• **Input records**
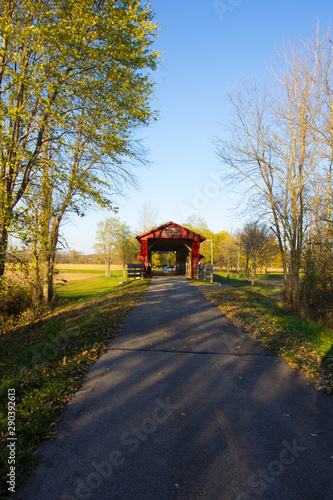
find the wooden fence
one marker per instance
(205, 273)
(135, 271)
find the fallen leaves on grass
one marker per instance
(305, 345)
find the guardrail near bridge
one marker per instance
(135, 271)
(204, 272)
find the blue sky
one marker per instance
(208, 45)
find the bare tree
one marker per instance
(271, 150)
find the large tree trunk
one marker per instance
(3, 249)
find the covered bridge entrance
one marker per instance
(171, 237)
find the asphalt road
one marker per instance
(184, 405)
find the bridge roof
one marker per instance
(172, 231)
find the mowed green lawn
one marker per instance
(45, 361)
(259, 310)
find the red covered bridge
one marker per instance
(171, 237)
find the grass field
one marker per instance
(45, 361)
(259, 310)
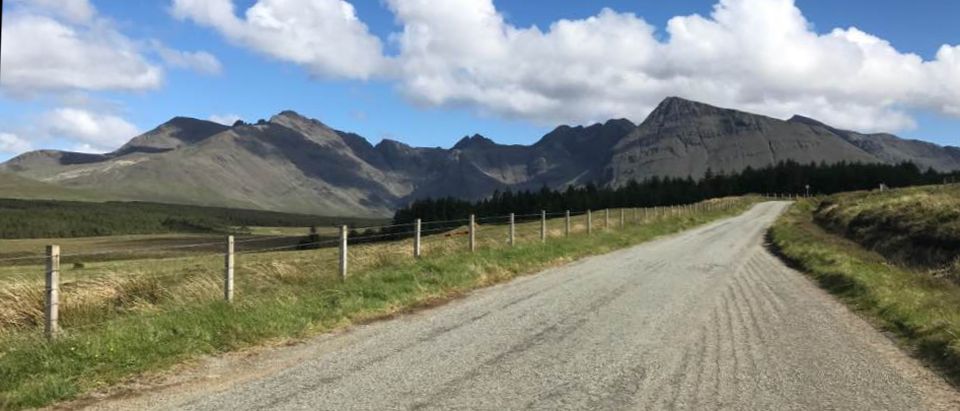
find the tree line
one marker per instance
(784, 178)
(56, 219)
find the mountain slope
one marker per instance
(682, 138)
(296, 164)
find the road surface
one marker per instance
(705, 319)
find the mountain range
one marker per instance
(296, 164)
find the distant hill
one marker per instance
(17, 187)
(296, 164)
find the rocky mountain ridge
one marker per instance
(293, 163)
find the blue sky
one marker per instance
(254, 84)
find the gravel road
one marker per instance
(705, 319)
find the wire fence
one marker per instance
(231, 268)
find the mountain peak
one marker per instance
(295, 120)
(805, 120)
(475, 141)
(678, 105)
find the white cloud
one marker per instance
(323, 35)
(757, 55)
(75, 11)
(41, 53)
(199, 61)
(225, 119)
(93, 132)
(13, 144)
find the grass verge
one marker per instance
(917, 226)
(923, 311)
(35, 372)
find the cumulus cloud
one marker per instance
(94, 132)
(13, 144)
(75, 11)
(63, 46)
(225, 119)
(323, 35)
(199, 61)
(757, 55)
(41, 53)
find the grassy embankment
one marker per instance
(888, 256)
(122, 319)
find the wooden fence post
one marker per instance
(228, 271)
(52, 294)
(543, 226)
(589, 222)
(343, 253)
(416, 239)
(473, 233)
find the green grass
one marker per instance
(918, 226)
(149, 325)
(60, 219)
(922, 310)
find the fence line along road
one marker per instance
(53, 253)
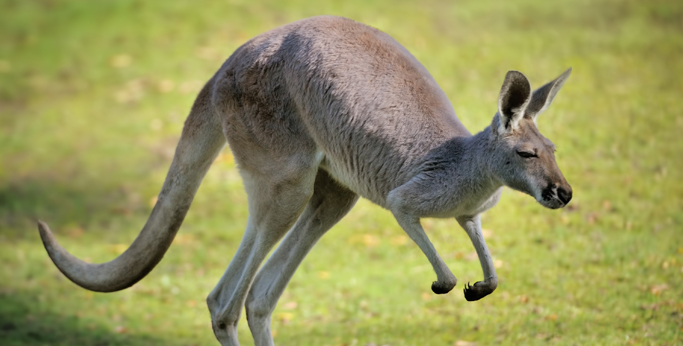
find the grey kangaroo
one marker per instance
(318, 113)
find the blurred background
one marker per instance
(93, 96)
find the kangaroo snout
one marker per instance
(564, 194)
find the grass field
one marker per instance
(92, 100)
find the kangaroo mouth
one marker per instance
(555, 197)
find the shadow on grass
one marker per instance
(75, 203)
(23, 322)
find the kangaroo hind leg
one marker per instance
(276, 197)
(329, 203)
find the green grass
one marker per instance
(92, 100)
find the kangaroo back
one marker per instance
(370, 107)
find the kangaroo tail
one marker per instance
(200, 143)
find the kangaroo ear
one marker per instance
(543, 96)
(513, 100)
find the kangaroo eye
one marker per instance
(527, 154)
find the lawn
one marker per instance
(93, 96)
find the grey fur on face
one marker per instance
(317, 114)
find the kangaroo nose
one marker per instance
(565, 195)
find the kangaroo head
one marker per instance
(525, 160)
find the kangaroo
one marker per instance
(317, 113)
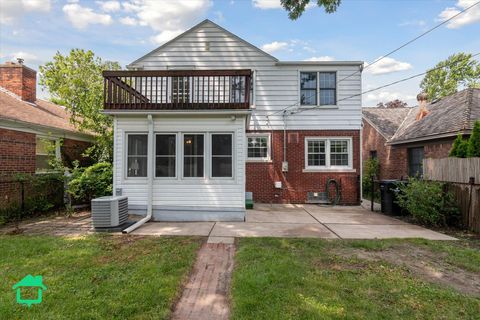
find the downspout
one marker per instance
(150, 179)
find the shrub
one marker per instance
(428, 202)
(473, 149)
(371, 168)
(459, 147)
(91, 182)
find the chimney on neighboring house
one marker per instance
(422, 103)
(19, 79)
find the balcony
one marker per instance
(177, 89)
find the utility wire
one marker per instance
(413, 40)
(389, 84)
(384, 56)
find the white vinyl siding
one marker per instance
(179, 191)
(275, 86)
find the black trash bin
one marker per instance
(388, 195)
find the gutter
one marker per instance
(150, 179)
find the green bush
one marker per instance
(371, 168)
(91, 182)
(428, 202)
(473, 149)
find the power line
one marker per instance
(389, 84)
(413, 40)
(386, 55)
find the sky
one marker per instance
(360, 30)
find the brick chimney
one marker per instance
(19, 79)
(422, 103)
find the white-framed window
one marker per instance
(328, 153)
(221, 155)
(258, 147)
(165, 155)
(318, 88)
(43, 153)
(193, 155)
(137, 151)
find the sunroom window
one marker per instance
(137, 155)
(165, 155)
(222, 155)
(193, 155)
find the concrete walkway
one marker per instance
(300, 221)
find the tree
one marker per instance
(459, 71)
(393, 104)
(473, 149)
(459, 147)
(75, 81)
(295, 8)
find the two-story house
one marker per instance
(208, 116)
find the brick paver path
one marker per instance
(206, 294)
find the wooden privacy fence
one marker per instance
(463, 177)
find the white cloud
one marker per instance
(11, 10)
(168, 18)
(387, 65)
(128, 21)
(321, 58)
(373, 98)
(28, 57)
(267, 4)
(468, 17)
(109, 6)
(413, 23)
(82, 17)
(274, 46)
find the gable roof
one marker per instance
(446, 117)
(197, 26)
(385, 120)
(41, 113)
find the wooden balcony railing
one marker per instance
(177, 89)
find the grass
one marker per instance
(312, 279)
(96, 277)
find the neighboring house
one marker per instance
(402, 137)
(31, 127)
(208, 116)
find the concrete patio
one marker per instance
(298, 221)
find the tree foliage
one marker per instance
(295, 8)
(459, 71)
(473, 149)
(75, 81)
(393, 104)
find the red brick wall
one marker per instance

• **Your instructions**
Print out the complete listing above exactly, dropping each image.

• **Solution to the problem**
find the wooden fence
one marker per instance
(205, 273)
(135, 271)
find the fallen leaves on grass
one marker per instance
(305, 345)
find the guardrail near bridge
one marker per instance
(135, 271)
(204, 272)
find the blue sky
one marker per instance
(208, 45)
find the bare tree
one marker per instance
(271, 150)
find the large tree trunk
one marker per instance
(3, 249)
find the covered bridge entrance
one marker per instance
(171, 237)
find the asphalt road
one marker per instance
(184, 405)
find the bridge roof
one marker per instance
(172, 231)
find the mowed green lawn
one marker per instance
(45, 361)
(259, 310)
find the red covered bridge
one marker per instance
(171, 237)
find the grass field
one marker per instance
(45, 361)
(259, 310)
find the tree line
one marker per instance
(784, 178)
(56, 219)
find the mountain slope
one marker per instance
(682, 138)
(296, 164)
find the road surface
one marker per instance
(705, 319)
find the mountain range
one marker per instance
(296, 164)
find the distant hill
one marker per instance
(17, 187)
(296, 164)
find the rocky mountain ridge
one marker per instance
(293, 163)
find the blue sky
one marker per instance
(254, 84)
find the gravel road
one marker per instance
(705, 319)
find the wire fence
one marker per instance
(231, 268)
find the mountain peak
one marker per instance
(295, 120)
(805, 120)
(475, 141)
(678, 105)
find the white cloud
one marker per instance
(323, 35)
(757, 55)
(75, 11)
(41, 53)
(199, 61)
(225, 119)
(93, 132)
(13, 144)
find the grass verge
one marker per instance
(917, 226)
(923, 311)
(35, 372)
find the cumulus cloud
one marker per instance
(94, 132)
(13, 144)
(75, 11)
(63, 46)
(225, 119)
(323, 35)
(199, 61)
(757, 55)
(41, 53)
find the grassy embankment
one marker per instance
(888, 256)
(122, 319)
find the wooden fence post
one marker per instance
(228, 271)
(52, 294)
(543, 226)
(589, 222)
(343, 253)
(416, 239)
(473, 233)
find the green grass
one marker per instance
(918, 226)
(149, 325)
(60, 219)
(922, 310)
find the fence line along road
one marker per instance
(53, 253)
find the grey kangaroo
one marker per instance
(318, 113)
find the blurred background
one marker per instance
(93, 96)
find the kangaroo snout
one marker per instance
(564, 194)
find the grass field
one marker per instance
(92, 100)
find the kangaroo mouth
one marker per instance
(555, 197)
find the shadow on grass
one marker per instance
(75, 203)
(23, 322)
find the kangaroo hind leg
one marker per instance
(276, 197)
(329, 203)
find the green grass
one marker per instance
(92, 100)
find the kangaroo back
one marker per instance
(370, 107)
find the kangaroo tail
one marker per instance
(200, 143)
find the kangaroo ear
one marker per instance
(543, 96)
(513, 100)
find the kangaroo eye
one marker per instance
(527, 154)
find the lawn
one marker per instance
(93, 96)
find the grey fur on face
one marker per instance
(317, 114)
find the kangaroo nose
one marker per instance
(565, 195)
find the kangaroo head
one marker per instance
(525, 160)
find the kangaroo
one marker per instance
(317, 113)
find the downspout
one marker per instance
(150, 179)
find the shrub
one marker per instance
(428, 202)
(473, 149)
(371, 168)
(459, 147)
(91, 182)
find the chimney on neighboring house
one marker per instance
(422, 103)
(19, 79)
find the balcony
one marker per instance
(177, 89)
find the utility wire
one marker per instance
(413, 40)
(389, 84)
(384, 56)
find the white vinyl siding
one marker per instance
(179, 191)
(275, 86)
find the black trash bin
one marker per instance
(388, 195)
find the gutter
one marker per instance
(150, 179)
find the green bush
one marker per instance
(371, 168)
(91, 182)
(428, 202)
(473, 149)
find the power line
one marker per instance
(389, 84)
(413, 40)
(386, 55)
find the sky
one marker per instance
(360, 30)
find the brick chimney
one marker per instance
(19, 79)
(422, 103)
find the white-framed window
one marker per instance
(328, 153)
(221, 155)
(258, 147)
(165, 155)
(318, 88)
(43, 153)
(193, 155)
(137, 151)
find the sunroom window
one marker per instance
(137, 155)
(165, 155)
(222, 155)
(193, 155)
find the concrete walkway
one marker per instance
(300, 221)
find the tree
one marker per instance
(459, 71)
(393, 104)
(473, 149)
(459, 147)
(75, 81)
(295, 8)
find the two-story house
one marker per instance
(208, 116)
find the brick paver path
one marker per instance
(206, 294)
find the wooden privacy fence
one marker per instance
(463, 177)
find the white cloud
one marker per instance
(11, 10)
(168, 18)
(387, 65)
(128, 21)
(321, 58)
(373, 98)
(28, 57)
(267, 4)
(468, 17)
(109, 6)
(413, 23)
(82, 17)
(274, 46)
find the gable roof
one marker per instance
(446, 117)
(197, 26)
(385, 120)
(41, 113)
find the wooden balcony railing
one marker per instance
(177, 89)
find the grass
one marker per instance
(312, 279)
(96, 277)
find the neighboring house
one marker per instance
(402, 137)
(31, 127)
(208, 116)
find the concrete patio
one marker per instance
(298, 221)
find the tree foliage
one marker per instance
(295, 8)
(459, 71)
(473, 149)
(75, 81)
(393, 104)
find the red brick wall
one marker per instance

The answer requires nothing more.